→ **DIRECTIVES**
1. Answer these questions from the observing log:
(a) In which part of which constellation was Jupiter located?
(b) In what range was the temperature that night?
(c) In what did the observer make the sketch?
2. Write out everything from "AM Friday, January" down to "was VERY ROUGH!" in the observing log, substituting "Saturn" for "Jupiter".

→ **PROVIDED TEXT**
- - -

AM Friday, January 1 and AM Saturday January 2, 2016 - Predawn Visual / Binocular Observing / Sporadic Meteor Observation

  On the morning of New Year's Day (Friday January 1) skies were mostly cloudy at midnight and cleared slowly during the hours before dawn. I was able to catch the Waning Gibbous Moon shining several degrees east and a little south of gleaming Jupiter, which was itself in far southeastern Leo, when I was outside around 2:30 AM EST. I made a very rough sketch of how they looked in a spiral notebook. It was a cold and breezy night with the temperature in the mid-20's degree F range and a Wind Chill in the mid teens degree F range. Here's the sketch I made that morning (as I wrote ... it was VERY ROUGH!

- - -

Excerpts of bounding box data:
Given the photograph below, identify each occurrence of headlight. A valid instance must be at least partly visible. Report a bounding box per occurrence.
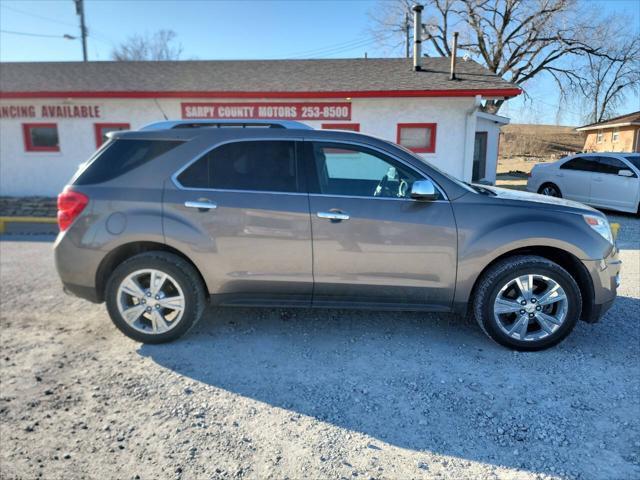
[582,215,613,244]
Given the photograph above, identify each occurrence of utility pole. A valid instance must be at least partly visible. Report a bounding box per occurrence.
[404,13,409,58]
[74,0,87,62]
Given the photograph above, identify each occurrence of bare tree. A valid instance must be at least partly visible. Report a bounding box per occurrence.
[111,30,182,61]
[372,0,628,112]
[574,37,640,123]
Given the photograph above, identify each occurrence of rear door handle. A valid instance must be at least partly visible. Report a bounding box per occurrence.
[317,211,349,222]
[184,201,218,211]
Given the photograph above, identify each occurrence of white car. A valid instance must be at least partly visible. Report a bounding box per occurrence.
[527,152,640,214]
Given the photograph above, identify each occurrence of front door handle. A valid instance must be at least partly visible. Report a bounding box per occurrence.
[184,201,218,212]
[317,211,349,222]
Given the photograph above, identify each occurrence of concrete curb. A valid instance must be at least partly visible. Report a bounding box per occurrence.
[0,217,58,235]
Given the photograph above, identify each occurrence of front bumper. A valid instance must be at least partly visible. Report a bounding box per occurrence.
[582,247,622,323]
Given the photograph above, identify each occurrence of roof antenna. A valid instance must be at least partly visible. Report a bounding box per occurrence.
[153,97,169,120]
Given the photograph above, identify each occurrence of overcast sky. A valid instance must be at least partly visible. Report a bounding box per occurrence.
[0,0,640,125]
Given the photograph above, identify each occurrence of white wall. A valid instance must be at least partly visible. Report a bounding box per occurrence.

- - -

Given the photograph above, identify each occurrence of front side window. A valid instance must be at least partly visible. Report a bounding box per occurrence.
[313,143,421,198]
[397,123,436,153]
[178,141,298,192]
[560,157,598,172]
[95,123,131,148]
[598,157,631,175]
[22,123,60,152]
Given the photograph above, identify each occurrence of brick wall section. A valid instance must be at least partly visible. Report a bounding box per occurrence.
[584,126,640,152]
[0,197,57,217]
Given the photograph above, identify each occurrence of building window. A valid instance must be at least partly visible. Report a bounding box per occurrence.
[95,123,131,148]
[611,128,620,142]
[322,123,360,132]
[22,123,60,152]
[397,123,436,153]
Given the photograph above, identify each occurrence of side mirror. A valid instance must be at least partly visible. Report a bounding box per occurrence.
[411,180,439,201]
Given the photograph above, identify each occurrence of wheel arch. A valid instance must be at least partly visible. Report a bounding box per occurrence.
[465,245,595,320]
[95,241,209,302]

- - -

→ **ANSWERS IN ORDER**
1.
(a) Far southeastern Leo.
(b) The mid-20's degree F range.
(c) A spiral notebook.

2.
AM Friday, January 1 and AM Saturday January 2, 2016 - Predawn Visual / Binocular Observing / Sporadic Meteor Observation

  On the morning of New Year's Day (Friday January 1) skies were mostly cloudy at midnight and cleared slowly during the hours before dawn. I was able to catch the Waning Gibbous Moon shining several degrees east and a little south of gleaming Saturn, which was itself in far southeastern Leo, when I was outside around 2:30 AM EST. I made a very rough sketch of how they looked in a spiral notebook. It was a cold and breezy night with the temperature in the mid-20's degree F range and a Wind Chill in the mid teens degree F range. Here's the sketch I made that morning (as I wrote ... it was VERY ROUGH!